Task set:
a – Translate this sentence from the jf-live-writer README change into German: "This component is a PHDF5 based MPI writer for high performance detectors that need more than 2GB/s of write speed."
b – Carry on the jf-live-writer README change from its last line.

Selected text:
____

Improved jf-live-writer README

2026-05-10 07:52:03 +02:00 · 2021-04-15 13:15:25 +02:00
parent afbb952c1f
commit 02bc9eadf1
2 changed files with 130 additions and 7 deletions
@@ -17,6 +17,7 @@ Documentation of individual components:
 - [sf-stream](sf-stream) (Live streaming of detector data)
 - [sf-writer](sf-writer) (Read from buffer and write H5)
 - [sf-utils](sf-utils) (Small utilities for debugging and testing)
+- [jf-live-writer](jf-live-writer) (Live writer to high performance detectors)

 ## Design goals

@@ -1,11 +1,120 @@
 # jf-live-writer

-The jf-live-writer is packaged as a Docker container for development and 
-testing.
+This component is a PHDF5 based MPI writer for high performance detectors 
+that need more than 2GB/s of write speed. It parallelizes the HDF5 writing to 
+multiple processes in order to overcome the cca. 3GB/s single stream 
+write limit on GPFS.

____

Supplied material:

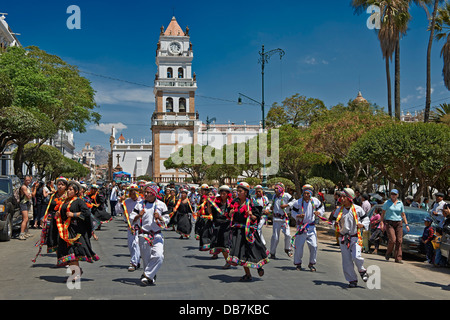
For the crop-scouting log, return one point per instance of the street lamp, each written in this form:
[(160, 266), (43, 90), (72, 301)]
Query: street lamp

____

Exercise answers:
a – Diese Komponente ist ein PHDF5-basierter MPI-Writer für Hochleistungsdetektoren, die eine Schreibgeschwindigkeit von mehr als 2 GB/s benötigen.

b –
-# Using the docker container
+It expects an input ZMQ stream that contains metadata about what and where to 
+write and access to the RamBuffer of the images one wants to write.
+
+This writer is stateless but tied to a specific detector. There are no 
+configuration states, all the information for writing files is expected to 
+come from the input metadata stream. The images data is directly taken from the
+existing buffer without additional memory copies.
+
+## Overview
+![image_livewriter_overview](../docs/sf_daq_buffer-overview-LiveWriter.jpg)
+
+The ZMQ store stream is a PUB/SUB stream that gets distributed to all 
+ranks. This stream caries both ImageMetadata information and file writing 
+metadata and is generated and sent by the writer agent.
+
+For writing image data, each process decides based on its rank if the 
+particular store stream message is for him and writes the requested image.
+For writing image metadata, the rank 0 is always responsible. The metadata is 
+always written only by the process with **RANK = 0**.
+
+When to start writing a new file or when to close an existing one is also 
+decided based on the metadata in the store stream. There is no state machine 
+in the writer, but which action to take is based solely on the received 
+metadata. This saves us the need to have inter-rank communication and makes 
+for a more simple writer.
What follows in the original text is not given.